### INSTRUCTIONS TO FOLLOW
Copy every line of the listing exactly.

### SOURCE DATA
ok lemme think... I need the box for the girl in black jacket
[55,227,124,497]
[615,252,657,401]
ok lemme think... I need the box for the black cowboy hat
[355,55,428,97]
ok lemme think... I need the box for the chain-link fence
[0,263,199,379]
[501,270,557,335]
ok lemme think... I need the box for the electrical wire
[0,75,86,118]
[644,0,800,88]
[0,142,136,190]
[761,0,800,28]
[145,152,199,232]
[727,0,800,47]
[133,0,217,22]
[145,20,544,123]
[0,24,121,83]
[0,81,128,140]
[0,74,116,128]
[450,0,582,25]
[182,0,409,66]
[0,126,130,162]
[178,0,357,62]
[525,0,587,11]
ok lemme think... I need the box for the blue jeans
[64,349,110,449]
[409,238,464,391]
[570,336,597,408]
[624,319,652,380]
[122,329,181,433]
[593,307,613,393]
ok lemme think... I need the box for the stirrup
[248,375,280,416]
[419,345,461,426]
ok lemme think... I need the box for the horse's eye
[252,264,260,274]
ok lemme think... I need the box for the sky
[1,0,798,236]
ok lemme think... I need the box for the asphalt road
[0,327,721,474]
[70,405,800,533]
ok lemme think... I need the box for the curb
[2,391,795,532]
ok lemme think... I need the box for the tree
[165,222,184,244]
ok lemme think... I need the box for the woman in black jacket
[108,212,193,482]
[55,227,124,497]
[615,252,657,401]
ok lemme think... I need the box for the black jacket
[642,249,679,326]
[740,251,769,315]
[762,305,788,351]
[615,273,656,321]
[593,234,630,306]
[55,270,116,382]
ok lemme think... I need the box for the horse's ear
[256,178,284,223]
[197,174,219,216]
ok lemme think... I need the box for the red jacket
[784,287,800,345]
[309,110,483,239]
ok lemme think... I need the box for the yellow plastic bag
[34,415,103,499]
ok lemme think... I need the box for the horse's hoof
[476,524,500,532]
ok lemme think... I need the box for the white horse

### TASK RESULT
ok lemme think... I need the box for the girl in black jacket
[55,227,124,497]
[615,252,657,401]
ok lemme think... I need the box for the black cowboy hat
[355,55,428,97]
ok lemme think... I need the box for the chain-link fence
[0,263,199,379]
[501,270,557,335]
ok lemme think... I need the box for the electrical wire
[0,75,86,118]
[644,0,800,88]
[0,142,136,190]
[761,0,800,28]
[145,152,199,232]
[727,0,800,47]
[133,0,217,22]
[145,20,544,123]
[0,24,121,83]
[0,81,128,140]
[0,74,116,128]
[450,0,582,25]
[182,0,409,66]
[0,126,130,162]
[178,0,357,62]
[525,0,587,11]
ok lemme think... I need the box for the blue jeans
[64,349,110,449]
[409,238,464,391]
[570,336,597,408]
[624,319,652,380]
[122,329,181,433]
[593,307,613,393]
ok lemme think... I need the box for the stirrup
[248,375,280,416]
[419,345,461,426]
ok lemme think... I need the box for the horse's eye
[252,264,260,274]
ok lemme think... I need the box for the sky
[1,0,798,236]
ok lemme think... I need the box for the asphalt road
[0,327,721,474]
[70,405,800,533]
ok lemme think... I need the box for the curb
[2,391,795,532]
ok lemme think... I need the box for the tree
[165,222,184,244]
ok lemme think... I need the box for the woman in black jacket
[108,212,193,482]
[55,227,124,497]
[615,252,657,401]
ok lemme think... I need the box for the black jacket
[642,249,679,326]
[740,251,769,315]
[762,305,788,351]
[615,273,656,321]
[593,234,630,306]
[55,270,116,382]
ok lemme think... I need the box for the horse's ear
[256,178,284,223]
[197,174,219,216]
ok lemme think... I need the box for the red jacket
[784,287,800,345]
[309,110,483,239]
ok lemme think... I need the box for the yellow plastic bag
[34,415,103,499]
ok lemme think... I need the box for the horse's hoof
[476,524,500,532]
ok lemme think... I need the box for the white horse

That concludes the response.